Work required:
Below are the records; copy exactly the stretch from the line containing "Target: coca-cola logo" through the line containing "A point belongs on each instance of the white cap.", both ends included, and nothing else.

Extracted data:
*** Begin section ***
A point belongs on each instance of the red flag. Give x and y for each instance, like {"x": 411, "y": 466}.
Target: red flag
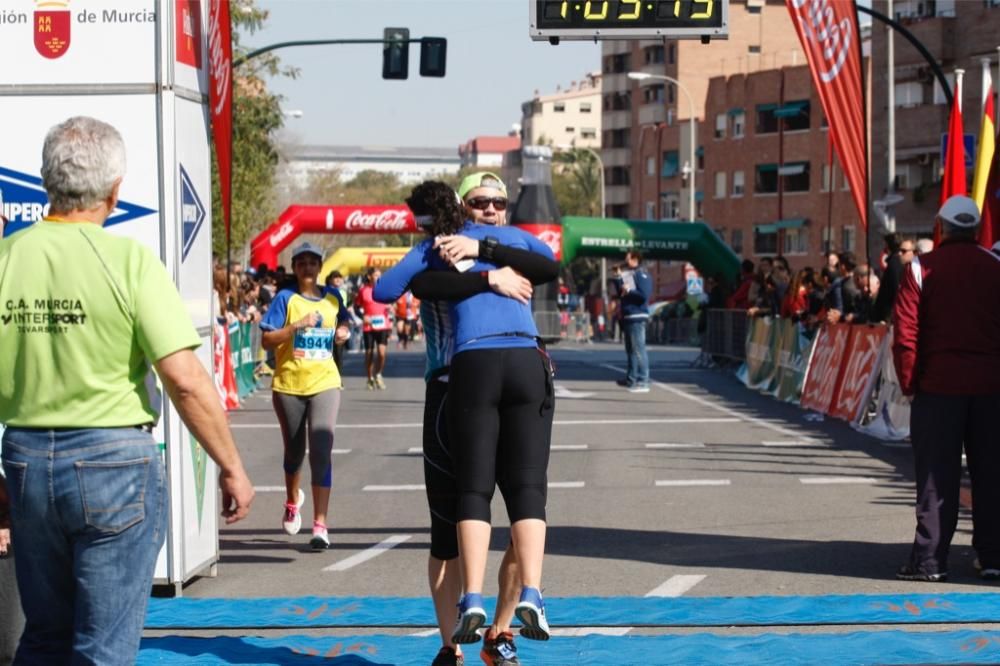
{"x": 953, "y": 181}
{"x": 828, "y": 30}
{"x": 220, "y": 44}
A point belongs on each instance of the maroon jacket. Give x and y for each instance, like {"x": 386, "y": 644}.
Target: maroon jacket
{"x": 947, "y": 334}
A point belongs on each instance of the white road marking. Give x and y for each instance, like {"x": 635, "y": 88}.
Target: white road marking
{"x": 675, "y": 445}
{"x": 676, "y": 586}
{"x": 599, "y": 631}
{"x": 712, "y": 405}
{"x": 683, "y": 483}
{"x": 392, "y": 426}
{"x": 369, "y": 553}
{"x": 795, "y": 443}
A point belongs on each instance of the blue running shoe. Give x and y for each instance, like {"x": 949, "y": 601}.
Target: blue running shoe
{"x": 531, "y": 612}
{"x": 471, "y": 617}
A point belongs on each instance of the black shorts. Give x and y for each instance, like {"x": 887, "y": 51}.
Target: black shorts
{"x": 375, "y": 338}
{"x": 439, "y": 473}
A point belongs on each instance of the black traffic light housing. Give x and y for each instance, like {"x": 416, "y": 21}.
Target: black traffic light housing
{"x": 395, "y": 53}
{"x": 433, "y": 52}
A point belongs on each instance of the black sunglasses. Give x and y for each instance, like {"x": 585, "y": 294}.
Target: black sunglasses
{"x": 482, "y": 203}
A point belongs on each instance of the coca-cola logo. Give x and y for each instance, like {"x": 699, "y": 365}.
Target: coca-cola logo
{"x": 219, "y": 60}
{"x": 281, "y": 233}
{"x": 386, "y": 220}
{"x": 819, "y": 26}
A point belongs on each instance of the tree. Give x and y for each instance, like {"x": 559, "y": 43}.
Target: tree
{"x": 256, "y": 115}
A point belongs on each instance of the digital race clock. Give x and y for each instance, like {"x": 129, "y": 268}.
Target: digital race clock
{"x": 629, "y": 19}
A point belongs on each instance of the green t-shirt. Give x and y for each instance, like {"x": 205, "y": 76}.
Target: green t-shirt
{"x": 82, "y": 314}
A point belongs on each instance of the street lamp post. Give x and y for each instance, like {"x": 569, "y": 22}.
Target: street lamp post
{"x": 642, "y": 76}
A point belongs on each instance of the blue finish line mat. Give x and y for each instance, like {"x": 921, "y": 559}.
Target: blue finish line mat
{"x": 294, "y": 612}
{"x": 884, "y": 647}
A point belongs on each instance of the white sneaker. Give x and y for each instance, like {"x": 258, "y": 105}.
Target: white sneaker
{"x": 292, "y": 520}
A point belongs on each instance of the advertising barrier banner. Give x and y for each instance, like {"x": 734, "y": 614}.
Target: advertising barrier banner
{"x": 824, "y": 368}
{"x": 863, "y": 356}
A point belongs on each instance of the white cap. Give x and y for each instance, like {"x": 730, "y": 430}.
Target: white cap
{"x": 960, "y": 211}
{"x": 307, "y": 247}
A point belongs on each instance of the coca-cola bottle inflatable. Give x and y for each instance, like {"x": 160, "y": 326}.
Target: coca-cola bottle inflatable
{"x": 537, "y": 213}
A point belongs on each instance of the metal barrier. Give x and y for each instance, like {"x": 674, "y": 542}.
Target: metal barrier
{"x": 725, "y": 334}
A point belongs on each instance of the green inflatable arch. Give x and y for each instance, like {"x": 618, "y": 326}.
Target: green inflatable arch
{"x": 685, "y": 241}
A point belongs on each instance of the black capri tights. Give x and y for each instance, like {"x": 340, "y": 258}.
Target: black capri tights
{"x": 317, "y": 416}
{"x": 500, "y": 409}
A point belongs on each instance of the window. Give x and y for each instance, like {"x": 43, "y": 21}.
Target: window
{"x": 765, "y": 242}
{"x": 737, "y": 183}
{"x": 766, "y": 179}
{"x": 736, "y": 241}
{"x": 910, "y": 93}
{"x": 767, "y": 122}
{"x": 797, "y": 241}
{"x": 720, "y": 184}
{"x": 671, "y": 164}
{"x": 739, "y": 122}
{"x": 720, "y": 126}
{"x": 848, "y": 239}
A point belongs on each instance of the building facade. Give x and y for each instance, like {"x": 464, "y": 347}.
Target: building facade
{"x": 958, "y": 34}
{"x": 570, "y": 117}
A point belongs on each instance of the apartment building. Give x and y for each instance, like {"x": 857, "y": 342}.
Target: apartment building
{"x": 566, "y": 117}
{"x": 647, "y": 138}
{"x": 958, "y": 34}
{"x": 769, "y": 186}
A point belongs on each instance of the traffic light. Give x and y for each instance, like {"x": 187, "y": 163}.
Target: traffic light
{"x": 395, "y": 53}
{"x": 432, "y": 56}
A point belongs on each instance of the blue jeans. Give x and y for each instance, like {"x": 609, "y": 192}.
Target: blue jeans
{"x": 635, "y": 350}
{"x": 89, "y": 516}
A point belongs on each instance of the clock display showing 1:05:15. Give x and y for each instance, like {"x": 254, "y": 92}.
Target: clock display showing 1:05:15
{"x": 629, "y": 10}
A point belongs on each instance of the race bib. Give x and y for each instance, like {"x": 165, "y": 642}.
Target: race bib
{"x": 313, "y": 344}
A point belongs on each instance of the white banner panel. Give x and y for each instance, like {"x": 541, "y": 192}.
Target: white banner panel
{"x": 78, "y": 42}
{"x": 24, "y": 200}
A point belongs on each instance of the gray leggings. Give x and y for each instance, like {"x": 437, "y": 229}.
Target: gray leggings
{"x": 316, "y": 414}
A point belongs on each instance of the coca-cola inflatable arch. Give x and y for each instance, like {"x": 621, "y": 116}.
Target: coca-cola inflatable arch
{"x": 298, "y": 220}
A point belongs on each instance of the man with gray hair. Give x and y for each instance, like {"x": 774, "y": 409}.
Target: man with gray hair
{"x": 83, "y": 314}
{"x": 946, "y": 350}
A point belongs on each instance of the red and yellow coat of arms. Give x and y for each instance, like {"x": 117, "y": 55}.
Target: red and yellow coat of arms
{"x": 52, "y": 27}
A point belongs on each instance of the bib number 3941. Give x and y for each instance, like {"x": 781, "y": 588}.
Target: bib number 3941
{"x": 313, "y": 344}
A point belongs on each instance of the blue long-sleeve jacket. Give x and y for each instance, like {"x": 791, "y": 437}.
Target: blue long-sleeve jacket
{"x": 484, "y": 321}
{"x": 634, "y": 302}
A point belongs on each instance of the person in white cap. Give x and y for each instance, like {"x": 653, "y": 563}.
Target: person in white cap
{"x": 946, "y": 350}
{"x": 302, "y": 326}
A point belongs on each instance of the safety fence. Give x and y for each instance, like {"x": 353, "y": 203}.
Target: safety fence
{"x": 236, "y": 348}
{"x": 844, "y": 371}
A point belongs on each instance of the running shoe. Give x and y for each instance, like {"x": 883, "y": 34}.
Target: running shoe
{"x": 531, "y": 612}
{"x": 499, "y": 650}
{"x": 910, "y": 572}
{"x": 292, "y": 520}
{"x": 320, "y": 540}
{"x": 448, "y": 657}
{"x": 471, "y": 617}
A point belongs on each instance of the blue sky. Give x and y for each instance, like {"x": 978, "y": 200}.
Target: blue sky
{"x": 493, "y": 66}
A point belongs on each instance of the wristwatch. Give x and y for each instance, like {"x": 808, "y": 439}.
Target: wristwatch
{"x": 487, "y": 247}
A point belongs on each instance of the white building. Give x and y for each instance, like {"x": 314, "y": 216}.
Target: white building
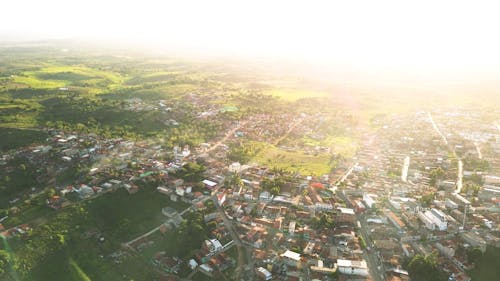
{"x": 368, "y": 200}
{"x": 352, "y": 267}
{"x": 291, "y": 258}
{"x": 213, "y": 245}
{"x": 264, "y": 273}
{"x": 450, "y": 204}
{"x": 265, "y": 196}
{"x": 426, "y": 221}
{"x": 323, "y": 207}
{"x": 433, "y": 219}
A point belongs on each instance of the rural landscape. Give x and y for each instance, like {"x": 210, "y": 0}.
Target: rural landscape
{"x": 235, "y": 140}
{"x": 135, "y": 167}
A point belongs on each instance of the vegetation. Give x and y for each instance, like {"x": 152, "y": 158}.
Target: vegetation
{"x": 191, "y": 172}
{"x": 425, "y": 268}
{"x": 487, "y": 265}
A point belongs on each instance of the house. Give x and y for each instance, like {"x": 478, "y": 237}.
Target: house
{"x": 352, "y": 267}
{"x": 221, "y": 198}
{"x": 264, "y": 274}
{"x": 209, "y": 184}
{"x": 192, "y": 264}
{"x": 265, "y": 196}
{"x": 213, "y": 246}
{"x": 85, "y": 191}
{"x": 291, "y": 258}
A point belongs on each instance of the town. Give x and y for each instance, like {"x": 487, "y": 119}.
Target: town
{"x": 421, "y": 187}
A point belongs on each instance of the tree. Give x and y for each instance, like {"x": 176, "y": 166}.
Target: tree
{"x": 474, "y": 255}
{"x": 424, "y": 268}
{"x": 233, "y": 180}
{"x": 5, "y": 262}
{"x": 191, "y": 172}
{"x": 436, "y": 174}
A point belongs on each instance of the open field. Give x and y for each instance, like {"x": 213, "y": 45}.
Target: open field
{"x": 295, "y": 94}
{"x": 293, "y": 161}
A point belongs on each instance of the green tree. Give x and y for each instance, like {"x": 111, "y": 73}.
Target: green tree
{"x": 425, "y": 268}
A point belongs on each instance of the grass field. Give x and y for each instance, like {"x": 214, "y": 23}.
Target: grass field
{"x": 124, "y": 216}
{"x": 294, "y": 94}
{"x": 63, "y": 76}
{"x": 294, "y": 161}
{"x": 12, "y": 138}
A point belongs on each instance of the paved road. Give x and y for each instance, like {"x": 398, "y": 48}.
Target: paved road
{"x": 226, "y": 137}
{"x": 437, "y": 128}
{"x": 242, "y": 250}
{"x": 371, "y": 257}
*** End section ***
Solution for this task:
Target: coca-cola logo
{"x": 219, "y": 60}
{"x": 281, "y": 233}
{"x": 386, "y": 220}
{"x": 819, "y": 26}
A point belongs on each instance of the tree. Give x and y for each instance, like {"x": 559, "y": 43}.
Target: tree
{"x": 256, "y": 115}
A point belongs on each instance of the digital race clock. Give x and y for each instance, like {"x": 129, "y": 268}.
Target: digital race clock
{"x": 629, "y": 19}
A point belongs on each instance of the green t-shirt. Give x and y for each instance, like {"x": 205, "y": 76}.
Target: green t-shirt
{"x": 82, "y": 314}
A point belongs on each instance of the street lamp post. Give x and y for each instance, like {"x": 569, "y": 22}.
Target: street lamp post
{"x": 642, "y": 76}
A point belongs on each instance of the blue finish line mat. Give x and y for each instance, like {"x": 921, "y": 559}.
Target: blue finish line mat
{"x": 294, "y": 612}
{"x": 884, "y": 647}
A point belongs on each instance of the white sneaker. Give x and y for each instance, like {"x": 258, "y": 105}.
Target: white sneaker
{"x": 292, "y": 520}
A point belongs on each instance of the advertising barrier banner. Give x and y for each instance, like {"x": 734, "y": 614}.
Target: advertising barrier banner
{"x": 824, "y": 368}
{"x": 863, "y": 356}
A point belongs on each instance of the white cap. Give x and y for each instance, like {"x": 730, "y": 430}.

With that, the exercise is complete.